------ Text under study

Personally, I think it's likely that to truly "do maths" requires something qualitatively different to a computer. Those who struggle to imagine anything other than a computer being possible often claim that that view is self-evidently wrong and mock such an imagined device as "magical", but that is not a convincing line of argument. The truth is that the physical Church-Turing thesis is a thesis, not a theorem, and a much shakier one than the original Church-Turing thesis. We have no particularly convincing reason to think such a device is impossible, and certainly no hard proof of it.

[1] Individual behaviours of LLMs are "not understood" in the sense that there is typically not some neat story we can tell about how a particular behaviour arises that contains only the truly relevant information. However, on a more fundamental level LLMs are completely understood and always have been, as they are human inventions that we are able to build from scratch.

[2] Anybody who thinks we understand how brains work isn't worth having this debate with until they read a bit about neuroscience and correct their misunderstanding.

[3] The IMO involves problems in extremely well-trodden areas of mathematics. While the problems are carefully chosen to be novel they are problems to be solved in exam conditions, not mathematical research programs. The performance of the Google and OpenAI models on them, while impressive, is not evidence that they are capable of genuinely novel mathematical thought. What I'm looking for is the crank-the-handle-and-important-new-theorems-come-out machine that people have been trying to build since computers were invented. That isn't here yet, and if and when it arrives it really will turn maths on its head.

------------
------ Records supplied

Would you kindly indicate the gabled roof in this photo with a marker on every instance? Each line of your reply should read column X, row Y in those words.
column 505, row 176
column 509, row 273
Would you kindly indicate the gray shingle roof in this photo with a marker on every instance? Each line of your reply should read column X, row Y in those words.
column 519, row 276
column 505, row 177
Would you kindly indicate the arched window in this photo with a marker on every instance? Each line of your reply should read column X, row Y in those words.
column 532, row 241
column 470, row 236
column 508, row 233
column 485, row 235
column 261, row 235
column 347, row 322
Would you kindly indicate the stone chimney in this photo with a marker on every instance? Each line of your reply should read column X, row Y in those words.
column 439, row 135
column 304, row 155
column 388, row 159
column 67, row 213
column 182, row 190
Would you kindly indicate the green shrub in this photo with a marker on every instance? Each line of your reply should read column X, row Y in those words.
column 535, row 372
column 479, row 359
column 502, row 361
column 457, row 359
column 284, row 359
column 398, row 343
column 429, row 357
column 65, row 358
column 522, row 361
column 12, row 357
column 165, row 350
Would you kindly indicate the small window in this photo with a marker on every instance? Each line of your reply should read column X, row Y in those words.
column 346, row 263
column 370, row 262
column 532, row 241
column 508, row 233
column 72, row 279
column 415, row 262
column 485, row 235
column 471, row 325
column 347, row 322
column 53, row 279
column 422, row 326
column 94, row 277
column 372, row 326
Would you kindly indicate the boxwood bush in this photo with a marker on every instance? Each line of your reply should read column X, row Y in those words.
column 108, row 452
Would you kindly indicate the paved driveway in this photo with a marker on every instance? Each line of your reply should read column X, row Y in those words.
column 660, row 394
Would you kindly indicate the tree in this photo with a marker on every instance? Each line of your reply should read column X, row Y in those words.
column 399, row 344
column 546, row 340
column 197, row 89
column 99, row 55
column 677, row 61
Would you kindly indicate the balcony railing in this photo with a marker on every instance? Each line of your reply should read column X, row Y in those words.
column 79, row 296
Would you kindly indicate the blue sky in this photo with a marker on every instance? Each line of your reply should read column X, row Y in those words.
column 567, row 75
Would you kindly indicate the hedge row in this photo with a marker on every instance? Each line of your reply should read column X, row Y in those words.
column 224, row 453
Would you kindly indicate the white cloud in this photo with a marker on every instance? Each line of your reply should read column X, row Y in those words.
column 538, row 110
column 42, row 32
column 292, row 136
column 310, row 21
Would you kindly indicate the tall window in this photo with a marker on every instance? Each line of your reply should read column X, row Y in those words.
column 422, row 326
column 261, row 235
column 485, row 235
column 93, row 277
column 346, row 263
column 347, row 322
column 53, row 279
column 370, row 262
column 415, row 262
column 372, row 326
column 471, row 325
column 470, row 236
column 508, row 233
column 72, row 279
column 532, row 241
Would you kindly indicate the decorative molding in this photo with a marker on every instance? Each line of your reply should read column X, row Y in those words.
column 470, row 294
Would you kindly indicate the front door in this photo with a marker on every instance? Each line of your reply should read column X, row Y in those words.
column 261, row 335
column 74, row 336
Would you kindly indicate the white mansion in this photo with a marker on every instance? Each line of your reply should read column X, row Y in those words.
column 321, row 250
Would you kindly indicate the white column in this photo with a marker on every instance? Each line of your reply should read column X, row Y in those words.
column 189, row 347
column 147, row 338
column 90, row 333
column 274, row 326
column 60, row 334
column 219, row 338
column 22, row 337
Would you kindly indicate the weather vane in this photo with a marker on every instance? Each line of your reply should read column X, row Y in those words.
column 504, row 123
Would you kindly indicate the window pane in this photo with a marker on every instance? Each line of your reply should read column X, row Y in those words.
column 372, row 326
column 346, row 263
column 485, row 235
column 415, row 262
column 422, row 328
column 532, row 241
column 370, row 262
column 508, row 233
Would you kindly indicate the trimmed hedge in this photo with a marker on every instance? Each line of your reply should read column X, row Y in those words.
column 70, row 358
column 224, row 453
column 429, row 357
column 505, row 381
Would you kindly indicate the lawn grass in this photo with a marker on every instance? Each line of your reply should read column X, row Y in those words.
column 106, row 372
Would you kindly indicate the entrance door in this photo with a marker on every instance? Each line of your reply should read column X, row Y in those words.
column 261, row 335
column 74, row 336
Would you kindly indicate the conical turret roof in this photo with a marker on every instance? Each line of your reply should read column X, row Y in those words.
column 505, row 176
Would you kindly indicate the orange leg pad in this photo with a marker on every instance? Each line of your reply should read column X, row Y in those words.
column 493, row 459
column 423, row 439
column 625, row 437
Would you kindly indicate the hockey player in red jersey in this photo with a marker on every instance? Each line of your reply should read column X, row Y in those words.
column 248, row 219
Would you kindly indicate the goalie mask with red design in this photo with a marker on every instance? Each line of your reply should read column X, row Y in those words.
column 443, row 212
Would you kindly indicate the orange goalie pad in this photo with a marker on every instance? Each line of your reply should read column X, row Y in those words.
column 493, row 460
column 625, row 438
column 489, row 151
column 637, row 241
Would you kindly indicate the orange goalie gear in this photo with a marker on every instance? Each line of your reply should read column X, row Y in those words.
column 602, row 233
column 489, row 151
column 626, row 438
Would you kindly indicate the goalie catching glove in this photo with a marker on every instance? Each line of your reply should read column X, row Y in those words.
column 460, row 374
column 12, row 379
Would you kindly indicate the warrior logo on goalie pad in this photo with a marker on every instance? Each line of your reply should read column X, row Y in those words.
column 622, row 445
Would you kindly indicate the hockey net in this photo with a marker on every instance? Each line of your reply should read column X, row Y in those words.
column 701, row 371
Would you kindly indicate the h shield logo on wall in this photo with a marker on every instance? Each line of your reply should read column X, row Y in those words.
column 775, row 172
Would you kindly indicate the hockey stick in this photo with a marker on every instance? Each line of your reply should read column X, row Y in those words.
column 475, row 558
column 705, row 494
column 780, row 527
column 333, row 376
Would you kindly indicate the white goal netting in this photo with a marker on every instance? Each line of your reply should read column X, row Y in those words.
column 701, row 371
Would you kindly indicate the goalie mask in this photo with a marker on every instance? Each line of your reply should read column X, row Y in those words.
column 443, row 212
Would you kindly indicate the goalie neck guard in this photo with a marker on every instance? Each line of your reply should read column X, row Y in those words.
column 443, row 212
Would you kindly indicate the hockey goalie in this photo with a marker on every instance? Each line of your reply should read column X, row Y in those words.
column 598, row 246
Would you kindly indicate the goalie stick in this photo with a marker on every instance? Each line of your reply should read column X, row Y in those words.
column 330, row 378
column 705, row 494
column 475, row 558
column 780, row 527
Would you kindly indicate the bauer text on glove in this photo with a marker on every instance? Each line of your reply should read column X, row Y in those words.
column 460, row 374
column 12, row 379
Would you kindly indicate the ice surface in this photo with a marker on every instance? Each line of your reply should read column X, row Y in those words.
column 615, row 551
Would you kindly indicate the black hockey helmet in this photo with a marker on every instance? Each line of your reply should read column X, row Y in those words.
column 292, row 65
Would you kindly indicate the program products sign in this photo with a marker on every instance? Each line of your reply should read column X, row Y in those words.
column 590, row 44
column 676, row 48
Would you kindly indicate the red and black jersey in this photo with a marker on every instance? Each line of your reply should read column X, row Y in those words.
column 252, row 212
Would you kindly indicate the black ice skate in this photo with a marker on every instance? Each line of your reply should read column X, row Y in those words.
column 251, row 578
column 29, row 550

------------
------ Records supplied

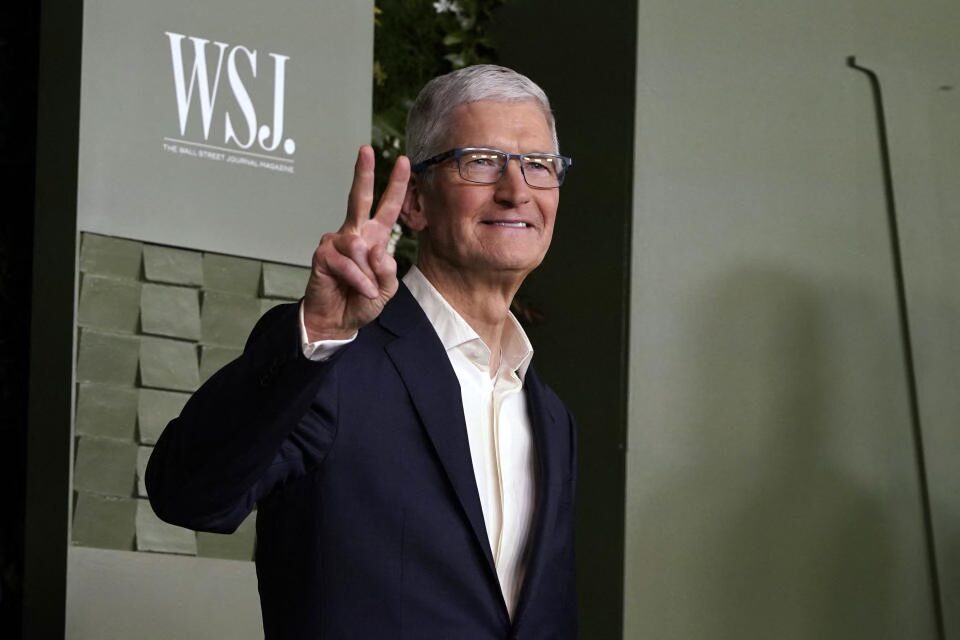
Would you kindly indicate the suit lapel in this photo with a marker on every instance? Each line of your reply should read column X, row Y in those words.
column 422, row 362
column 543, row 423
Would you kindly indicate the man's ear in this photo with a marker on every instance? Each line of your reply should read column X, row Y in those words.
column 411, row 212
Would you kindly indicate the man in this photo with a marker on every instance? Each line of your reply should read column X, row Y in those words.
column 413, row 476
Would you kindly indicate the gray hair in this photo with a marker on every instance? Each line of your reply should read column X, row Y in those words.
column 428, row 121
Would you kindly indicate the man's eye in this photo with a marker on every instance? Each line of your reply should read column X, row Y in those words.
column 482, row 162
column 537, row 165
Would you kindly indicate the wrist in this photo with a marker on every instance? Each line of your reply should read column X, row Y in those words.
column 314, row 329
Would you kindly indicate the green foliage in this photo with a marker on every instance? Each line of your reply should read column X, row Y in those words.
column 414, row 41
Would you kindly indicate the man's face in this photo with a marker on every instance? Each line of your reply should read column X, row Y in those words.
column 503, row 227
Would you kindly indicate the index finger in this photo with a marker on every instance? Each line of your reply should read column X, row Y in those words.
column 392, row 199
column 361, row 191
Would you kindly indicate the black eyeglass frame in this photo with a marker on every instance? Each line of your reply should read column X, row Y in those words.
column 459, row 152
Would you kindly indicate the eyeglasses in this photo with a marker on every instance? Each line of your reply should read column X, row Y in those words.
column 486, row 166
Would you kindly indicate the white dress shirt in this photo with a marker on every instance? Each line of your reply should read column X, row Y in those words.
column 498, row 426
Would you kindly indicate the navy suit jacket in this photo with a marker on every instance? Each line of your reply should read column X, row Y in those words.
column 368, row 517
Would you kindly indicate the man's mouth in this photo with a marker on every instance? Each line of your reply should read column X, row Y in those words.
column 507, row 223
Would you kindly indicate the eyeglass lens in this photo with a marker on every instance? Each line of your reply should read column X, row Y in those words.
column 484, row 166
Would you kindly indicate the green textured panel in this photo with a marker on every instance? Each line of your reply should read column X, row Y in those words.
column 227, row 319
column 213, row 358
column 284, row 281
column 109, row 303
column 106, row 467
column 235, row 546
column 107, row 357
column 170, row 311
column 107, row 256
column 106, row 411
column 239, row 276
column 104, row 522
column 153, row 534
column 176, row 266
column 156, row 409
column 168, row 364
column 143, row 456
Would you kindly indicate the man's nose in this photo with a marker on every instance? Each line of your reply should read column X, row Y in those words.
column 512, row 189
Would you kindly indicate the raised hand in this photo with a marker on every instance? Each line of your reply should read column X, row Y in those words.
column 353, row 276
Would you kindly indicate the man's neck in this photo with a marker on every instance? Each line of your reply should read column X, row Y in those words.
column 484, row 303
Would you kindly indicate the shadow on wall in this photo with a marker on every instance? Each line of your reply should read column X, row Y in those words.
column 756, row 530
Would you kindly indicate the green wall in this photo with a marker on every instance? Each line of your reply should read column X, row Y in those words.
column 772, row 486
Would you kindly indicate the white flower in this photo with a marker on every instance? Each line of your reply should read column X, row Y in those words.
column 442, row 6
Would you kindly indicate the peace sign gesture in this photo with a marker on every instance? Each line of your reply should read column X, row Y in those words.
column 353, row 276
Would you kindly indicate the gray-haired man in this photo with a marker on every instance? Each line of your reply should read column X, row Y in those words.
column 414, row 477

------------
------ Records supplied

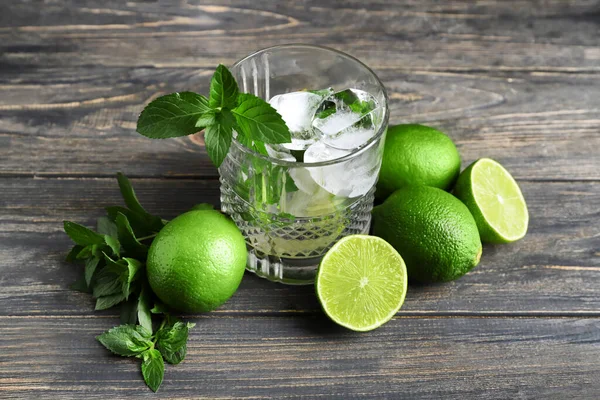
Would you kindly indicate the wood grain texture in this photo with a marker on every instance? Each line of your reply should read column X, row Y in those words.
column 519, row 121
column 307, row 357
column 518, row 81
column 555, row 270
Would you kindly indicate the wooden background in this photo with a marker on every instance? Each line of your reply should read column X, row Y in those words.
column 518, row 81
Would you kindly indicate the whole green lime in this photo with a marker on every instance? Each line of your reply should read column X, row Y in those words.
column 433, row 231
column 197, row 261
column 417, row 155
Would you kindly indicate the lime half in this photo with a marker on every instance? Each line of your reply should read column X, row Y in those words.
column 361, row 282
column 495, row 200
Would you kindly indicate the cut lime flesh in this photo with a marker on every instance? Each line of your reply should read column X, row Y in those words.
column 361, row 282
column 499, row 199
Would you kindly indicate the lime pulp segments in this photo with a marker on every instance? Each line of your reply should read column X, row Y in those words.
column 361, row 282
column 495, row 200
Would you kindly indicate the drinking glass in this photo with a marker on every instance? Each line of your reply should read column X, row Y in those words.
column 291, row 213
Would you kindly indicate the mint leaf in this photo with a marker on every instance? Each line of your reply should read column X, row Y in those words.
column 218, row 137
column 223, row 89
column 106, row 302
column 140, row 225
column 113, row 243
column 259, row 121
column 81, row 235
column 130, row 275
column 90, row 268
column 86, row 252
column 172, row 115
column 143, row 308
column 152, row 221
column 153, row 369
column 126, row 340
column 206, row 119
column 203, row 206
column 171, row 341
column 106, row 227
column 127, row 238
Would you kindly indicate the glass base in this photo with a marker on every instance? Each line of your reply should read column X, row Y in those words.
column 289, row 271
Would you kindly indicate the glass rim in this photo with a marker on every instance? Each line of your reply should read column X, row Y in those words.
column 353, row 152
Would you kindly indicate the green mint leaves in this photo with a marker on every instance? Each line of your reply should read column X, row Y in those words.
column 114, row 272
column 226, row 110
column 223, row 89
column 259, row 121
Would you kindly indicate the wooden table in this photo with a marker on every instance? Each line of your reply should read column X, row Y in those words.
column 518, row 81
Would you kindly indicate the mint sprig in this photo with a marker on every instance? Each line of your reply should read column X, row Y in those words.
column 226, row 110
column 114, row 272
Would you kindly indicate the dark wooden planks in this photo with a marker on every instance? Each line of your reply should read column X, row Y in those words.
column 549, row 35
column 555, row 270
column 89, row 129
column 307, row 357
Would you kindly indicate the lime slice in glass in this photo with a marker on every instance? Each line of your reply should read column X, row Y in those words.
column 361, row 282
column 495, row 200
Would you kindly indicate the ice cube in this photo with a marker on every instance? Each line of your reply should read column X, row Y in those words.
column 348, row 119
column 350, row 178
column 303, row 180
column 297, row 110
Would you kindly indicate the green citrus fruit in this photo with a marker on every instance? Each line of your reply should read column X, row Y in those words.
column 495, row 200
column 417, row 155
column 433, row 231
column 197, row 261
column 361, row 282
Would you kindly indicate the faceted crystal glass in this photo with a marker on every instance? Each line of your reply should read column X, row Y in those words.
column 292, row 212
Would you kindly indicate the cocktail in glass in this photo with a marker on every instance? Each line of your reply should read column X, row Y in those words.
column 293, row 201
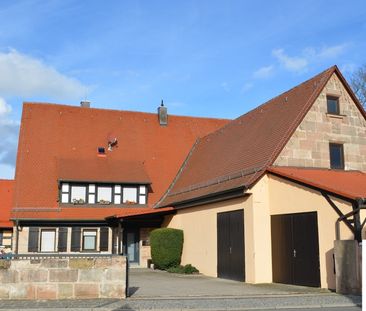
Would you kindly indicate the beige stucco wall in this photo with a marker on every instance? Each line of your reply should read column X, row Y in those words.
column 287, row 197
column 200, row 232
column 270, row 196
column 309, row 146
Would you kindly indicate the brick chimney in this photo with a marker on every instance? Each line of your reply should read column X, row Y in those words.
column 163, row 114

------------

> [Problem to work on] Write the next part of the forum post on whether computers can truly do mathematics, starting after its last sentence.

> [Final answer]
chpatrick 4 days ago | parent [-]

LLMs are absolutely not "fully understood". We understand how the math of the architectures work because we designed that. How the hundreds of gigabytes of automatically trained weights work, we have no idea. By that logic we understand how human brains work because we've studied individual neurons.

And here's some more goalpost-shifting. Most humans aren't capable of novel mathematical thought either, but that doesn't mean they can't think.

omnicognate 4 days ago | parent [-]

We don't understand individual neurons either. There is no level on which we understand the brain in the way we very much do understand LLMs. And as much as people like to handwave about how mysterious the weights are we actually perfectly understand both how the weights arise and how they result in the model's outputs. As I mentioned in [1] what we can't do is "explain" individual behaviours with simple stories that omit unnecessary details, but that's just about desiring better (or more convenient/useful) explanations than the utterly complete one we already have.

As for most humans not being mathematicians, it's entirely irrelevant. I gave an example of something that so far LLMs have not shown an ability to do. It's chosen to be something that can be clearly pointed to and for which any change in the status quo should be obvious if/when it happens. Naturally I think that the mechanism humans use to do this is fundamental to other aspects of their behaviour. The fact that only a tiny subset of humans are able to apply it in this particular specialised way changes nothing. I have no idea what you mean by "goalpost-shifting" in this context.

riku_iki 3 days ago | parent | next [-]

> And as much as people like to handwave about how mysterious the weights are we actually perfectly understand both how the weights arise and how they result in the model's outputs

we understand on this low level, but LLMs through the training converge to something larger than weights, there is a structure of these weights which emerged and allow to perform functions, and this part we do not understand, we just observe it as a black box, and experimenting on the level: we put this kind of input to black box and receive this kind of output.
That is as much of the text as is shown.